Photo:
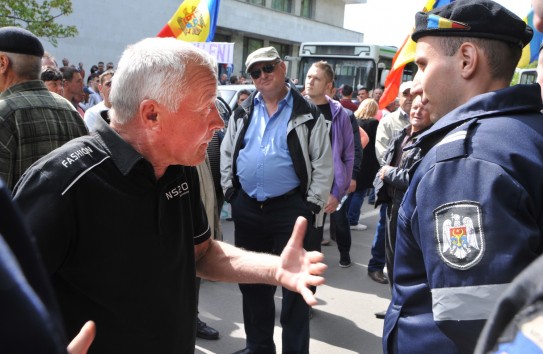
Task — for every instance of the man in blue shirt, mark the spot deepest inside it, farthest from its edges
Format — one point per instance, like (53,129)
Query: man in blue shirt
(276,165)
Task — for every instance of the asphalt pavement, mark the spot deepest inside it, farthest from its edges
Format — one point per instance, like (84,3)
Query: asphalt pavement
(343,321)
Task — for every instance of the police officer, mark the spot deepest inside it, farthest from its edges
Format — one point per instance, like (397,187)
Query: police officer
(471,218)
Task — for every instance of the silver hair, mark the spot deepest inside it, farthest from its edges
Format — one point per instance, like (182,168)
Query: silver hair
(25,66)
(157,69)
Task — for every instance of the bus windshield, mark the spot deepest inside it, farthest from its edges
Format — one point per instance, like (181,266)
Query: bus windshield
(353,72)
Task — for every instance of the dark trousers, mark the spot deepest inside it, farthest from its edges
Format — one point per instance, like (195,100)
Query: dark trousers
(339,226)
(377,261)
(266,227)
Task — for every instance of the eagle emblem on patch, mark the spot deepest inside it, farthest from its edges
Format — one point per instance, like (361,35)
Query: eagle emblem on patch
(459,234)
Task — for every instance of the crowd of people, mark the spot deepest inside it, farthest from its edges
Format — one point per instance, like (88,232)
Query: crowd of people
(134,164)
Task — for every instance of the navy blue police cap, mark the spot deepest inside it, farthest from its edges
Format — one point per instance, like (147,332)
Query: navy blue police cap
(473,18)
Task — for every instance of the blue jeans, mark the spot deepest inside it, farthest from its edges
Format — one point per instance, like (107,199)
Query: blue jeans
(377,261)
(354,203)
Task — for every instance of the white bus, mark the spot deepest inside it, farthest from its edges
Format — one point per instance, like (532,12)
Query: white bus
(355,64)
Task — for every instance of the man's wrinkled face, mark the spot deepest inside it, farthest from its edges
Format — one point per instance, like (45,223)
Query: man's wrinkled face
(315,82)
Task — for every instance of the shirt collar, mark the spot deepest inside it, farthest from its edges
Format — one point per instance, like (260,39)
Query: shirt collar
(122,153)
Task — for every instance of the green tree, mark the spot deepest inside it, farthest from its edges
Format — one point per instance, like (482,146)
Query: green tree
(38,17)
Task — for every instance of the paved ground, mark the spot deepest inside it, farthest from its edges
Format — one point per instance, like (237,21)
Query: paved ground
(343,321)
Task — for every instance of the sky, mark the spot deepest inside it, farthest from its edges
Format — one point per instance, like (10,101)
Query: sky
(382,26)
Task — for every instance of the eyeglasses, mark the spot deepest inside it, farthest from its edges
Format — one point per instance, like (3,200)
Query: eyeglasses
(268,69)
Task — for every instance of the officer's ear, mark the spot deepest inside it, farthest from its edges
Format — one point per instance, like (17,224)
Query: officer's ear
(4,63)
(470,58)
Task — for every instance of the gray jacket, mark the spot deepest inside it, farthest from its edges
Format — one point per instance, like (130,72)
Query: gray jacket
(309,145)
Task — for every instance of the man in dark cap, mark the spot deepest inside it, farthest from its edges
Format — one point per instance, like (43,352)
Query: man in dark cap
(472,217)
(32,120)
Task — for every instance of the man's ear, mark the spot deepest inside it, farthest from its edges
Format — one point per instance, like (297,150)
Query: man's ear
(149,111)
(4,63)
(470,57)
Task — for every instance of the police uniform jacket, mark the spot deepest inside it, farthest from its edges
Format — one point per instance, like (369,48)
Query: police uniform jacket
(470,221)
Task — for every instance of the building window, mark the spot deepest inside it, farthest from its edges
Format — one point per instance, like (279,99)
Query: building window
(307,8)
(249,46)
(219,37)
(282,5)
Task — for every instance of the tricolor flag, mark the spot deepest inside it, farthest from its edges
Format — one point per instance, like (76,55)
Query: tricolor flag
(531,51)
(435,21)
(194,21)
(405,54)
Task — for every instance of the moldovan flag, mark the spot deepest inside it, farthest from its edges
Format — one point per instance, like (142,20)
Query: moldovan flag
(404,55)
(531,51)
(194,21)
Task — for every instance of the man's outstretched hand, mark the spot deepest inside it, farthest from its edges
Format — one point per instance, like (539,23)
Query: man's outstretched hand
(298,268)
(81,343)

════

◆ How to complete this task: Please return the lines above that run from the line containing "Format — one point per instance, like (195,100)" to the line containing "Format — one point per instance, like (147,332)", inclusive, exactly and with no other lines.

◆ Solution for this exercise:
Format — one point per instance, like (195,100)
Query: dark trousers
(339,226)
(377,261)
(266,227)
Task — for every instance of the eagle emblem on patch, mark the spot deepest inside it, farthest from its edges
Format — one point per instance, like (361,35)
Query: eagle emblem on patch
(459,234)
Task — for every instance of the crowd of people, mark the spot deepest inside it, farthest from its edges
Format — one point per instance, like (88,232)
Query: crowd of people
(134,164)
Task — for every instance of the navy blue police cap, mark the spot deepest inside it, farthest from its edges
Format — one point per instance, like (147,332)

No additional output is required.